■ **Written request**: Print exactly the lines from the one containing "If you could point out the dense" through the last line of the listing, both included.

┌──

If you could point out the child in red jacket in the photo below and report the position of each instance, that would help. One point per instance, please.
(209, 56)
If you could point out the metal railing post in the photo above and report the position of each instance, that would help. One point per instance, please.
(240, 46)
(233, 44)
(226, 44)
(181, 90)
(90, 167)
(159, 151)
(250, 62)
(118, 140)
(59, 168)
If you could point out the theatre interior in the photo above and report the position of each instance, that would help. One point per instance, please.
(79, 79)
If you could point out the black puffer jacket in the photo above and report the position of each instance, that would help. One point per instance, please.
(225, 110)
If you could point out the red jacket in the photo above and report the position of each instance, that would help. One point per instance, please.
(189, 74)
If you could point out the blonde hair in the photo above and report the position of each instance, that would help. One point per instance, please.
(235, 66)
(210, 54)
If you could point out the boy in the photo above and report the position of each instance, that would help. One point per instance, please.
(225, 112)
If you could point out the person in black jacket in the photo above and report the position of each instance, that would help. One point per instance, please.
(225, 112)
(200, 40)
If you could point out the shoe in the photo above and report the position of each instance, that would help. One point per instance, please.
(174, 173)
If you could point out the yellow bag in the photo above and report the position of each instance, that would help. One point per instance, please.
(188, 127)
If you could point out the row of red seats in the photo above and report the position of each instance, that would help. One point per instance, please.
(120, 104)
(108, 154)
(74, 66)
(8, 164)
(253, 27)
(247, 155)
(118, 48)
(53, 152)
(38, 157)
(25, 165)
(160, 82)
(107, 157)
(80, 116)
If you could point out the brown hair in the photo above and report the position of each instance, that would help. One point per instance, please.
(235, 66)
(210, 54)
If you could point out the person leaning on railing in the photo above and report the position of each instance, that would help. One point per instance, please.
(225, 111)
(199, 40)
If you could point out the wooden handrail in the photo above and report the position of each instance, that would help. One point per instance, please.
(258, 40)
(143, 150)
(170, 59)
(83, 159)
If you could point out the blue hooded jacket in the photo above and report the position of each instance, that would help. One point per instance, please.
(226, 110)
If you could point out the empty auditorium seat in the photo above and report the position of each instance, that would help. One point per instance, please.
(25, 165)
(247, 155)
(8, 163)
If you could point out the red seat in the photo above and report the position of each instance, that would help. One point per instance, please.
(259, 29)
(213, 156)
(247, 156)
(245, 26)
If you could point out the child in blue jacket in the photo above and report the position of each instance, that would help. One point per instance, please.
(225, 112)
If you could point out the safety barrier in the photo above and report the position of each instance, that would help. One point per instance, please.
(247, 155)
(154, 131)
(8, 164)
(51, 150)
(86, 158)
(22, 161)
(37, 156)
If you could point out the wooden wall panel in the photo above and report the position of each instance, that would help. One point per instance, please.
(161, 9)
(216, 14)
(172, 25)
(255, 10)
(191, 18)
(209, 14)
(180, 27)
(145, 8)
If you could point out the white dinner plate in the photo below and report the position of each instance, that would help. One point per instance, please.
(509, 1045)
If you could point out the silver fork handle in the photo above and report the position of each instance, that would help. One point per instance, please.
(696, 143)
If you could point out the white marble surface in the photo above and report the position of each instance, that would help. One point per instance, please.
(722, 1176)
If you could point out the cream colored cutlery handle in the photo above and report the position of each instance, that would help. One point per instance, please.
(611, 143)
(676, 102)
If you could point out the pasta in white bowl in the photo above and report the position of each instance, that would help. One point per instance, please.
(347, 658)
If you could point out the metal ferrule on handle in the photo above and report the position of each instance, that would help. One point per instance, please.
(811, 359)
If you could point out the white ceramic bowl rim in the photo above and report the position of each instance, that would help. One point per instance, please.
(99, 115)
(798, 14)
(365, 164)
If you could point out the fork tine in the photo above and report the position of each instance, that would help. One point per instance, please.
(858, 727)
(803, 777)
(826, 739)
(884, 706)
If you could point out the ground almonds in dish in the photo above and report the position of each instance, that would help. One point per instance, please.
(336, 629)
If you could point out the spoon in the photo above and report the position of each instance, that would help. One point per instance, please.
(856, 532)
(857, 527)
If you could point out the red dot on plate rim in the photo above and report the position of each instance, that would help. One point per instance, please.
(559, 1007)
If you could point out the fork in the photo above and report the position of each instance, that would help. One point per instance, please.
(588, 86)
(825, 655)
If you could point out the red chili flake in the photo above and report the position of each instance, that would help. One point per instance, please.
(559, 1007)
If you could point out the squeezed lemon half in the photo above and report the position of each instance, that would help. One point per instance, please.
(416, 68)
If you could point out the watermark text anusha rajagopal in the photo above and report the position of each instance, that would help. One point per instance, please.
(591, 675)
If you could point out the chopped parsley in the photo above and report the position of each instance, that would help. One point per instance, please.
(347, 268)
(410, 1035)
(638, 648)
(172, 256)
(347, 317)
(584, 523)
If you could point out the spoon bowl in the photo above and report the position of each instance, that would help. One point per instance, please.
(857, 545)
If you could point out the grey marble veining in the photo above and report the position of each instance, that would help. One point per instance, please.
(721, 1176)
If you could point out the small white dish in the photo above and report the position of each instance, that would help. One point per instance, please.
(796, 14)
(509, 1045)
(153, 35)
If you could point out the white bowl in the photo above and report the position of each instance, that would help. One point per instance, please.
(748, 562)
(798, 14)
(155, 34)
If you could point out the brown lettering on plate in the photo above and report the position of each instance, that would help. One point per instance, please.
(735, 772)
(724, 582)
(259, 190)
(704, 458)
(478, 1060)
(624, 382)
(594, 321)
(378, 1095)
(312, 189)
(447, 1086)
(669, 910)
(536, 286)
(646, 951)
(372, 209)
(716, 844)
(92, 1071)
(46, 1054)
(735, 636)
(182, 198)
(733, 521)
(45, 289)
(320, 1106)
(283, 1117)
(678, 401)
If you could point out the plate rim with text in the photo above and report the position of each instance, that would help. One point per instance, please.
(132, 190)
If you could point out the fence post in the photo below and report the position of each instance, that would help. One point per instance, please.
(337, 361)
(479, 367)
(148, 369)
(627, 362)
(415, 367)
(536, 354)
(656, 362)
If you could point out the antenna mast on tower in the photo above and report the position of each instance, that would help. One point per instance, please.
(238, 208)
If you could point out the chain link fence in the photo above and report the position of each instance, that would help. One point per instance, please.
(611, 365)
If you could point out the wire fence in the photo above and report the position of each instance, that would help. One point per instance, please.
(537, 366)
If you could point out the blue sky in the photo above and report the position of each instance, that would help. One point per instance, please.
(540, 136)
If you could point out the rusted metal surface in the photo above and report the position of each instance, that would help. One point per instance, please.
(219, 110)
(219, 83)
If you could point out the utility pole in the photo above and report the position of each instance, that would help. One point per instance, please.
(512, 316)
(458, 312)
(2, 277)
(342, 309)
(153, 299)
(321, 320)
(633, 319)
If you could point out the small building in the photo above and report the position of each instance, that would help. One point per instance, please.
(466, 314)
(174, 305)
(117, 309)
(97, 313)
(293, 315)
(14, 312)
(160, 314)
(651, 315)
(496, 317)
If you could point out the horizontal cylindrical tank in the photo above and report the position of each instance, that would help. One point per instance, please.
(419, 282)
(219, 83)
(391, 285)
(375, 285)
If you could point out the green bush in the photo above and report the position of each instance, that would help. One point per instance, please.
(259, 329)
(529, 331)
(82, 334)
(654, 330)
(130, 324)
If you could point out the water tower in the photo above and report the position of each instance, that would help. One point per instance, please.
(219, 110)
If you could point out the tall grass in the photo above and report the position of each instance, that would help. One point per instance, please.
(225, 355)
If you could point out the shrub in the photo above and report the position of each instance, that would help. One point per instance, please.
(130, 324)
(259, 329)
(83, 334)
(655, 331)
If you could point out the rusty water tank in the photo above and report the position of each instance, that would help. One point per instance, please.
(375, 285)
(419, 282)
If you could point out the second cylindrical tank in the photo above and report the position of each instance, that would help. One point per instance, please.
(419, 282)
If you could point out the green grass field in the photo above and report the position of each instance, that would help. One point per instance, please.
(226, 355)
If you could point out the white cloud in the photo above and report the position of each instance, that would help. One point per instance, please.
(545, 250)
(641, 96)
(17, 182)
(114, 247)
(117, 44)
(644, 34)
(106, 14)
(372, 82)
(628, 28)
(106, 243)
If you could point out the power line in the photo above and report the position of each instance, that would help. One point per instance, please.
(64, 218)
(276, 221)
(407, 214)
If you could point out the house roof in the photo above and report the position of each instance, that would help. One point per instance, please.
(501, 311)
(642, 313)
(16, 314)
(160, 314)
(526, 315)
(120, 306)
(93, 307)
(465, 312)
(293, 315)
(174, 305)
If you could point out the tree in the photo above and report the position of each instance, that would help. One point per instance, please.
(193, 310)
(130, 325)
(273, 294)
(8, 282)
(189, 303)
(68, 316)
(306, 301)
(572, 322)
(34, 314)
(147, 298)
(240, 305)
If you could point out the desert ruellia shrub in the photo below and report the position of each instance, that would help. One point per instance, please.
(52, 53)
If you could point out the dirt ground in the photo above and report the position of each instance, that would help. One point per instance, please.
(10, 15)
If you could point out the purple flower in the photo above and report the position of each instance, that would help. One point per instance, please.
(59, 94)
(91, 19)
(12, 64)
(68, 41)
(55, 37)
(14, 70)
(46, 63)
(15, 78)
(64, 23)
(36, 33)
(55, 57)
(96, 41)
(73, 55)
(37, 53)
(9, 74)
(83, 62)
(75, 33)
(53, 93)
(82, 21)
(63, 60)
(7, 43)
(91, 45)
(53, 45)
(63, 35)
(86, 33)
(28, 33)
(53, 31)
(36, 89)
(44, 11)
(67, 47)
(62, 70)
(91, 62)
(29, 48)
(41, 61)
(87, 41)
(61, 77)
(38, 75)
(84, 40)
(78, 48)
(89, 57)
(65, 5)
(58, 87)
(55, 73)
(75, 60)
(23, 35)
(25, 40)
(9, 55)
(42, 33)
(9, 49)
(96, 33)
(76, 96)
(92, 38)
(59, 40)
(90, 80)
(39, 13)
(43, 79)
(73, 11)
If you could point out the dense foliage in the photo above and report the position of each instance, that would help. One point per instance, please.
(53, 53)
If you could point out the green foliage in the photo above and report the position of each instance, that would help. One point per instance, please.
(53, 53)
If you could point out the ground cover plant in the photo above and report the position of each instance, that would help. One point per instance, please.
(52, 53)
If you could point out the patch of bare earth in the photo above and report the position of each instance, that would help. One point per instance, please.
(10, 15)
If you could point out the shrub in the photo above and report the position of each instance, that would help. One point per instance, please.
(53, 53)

└──

■ **Output**:
If you could point out the dense foliage in the photo above and report the position of each instance, that would help. One point per instance, please.
(53, 53)
If you could point out the green foliage in the photo above and report the position of each instance, that would help. One point per instance, please.
(53, 53)
If you could point out the ground cover plant in the photo above and report the position of each instance, that would help. One point per instance, please.
(52, 53)
If you could point out the patch of bare earth in the photo above and report the position of each instance, that would help. One point per instance, please.
(10, 15)
If you could point out the shrub in the photo above and report the position of each instance, that would help. One point per instance, please.
(53, 53)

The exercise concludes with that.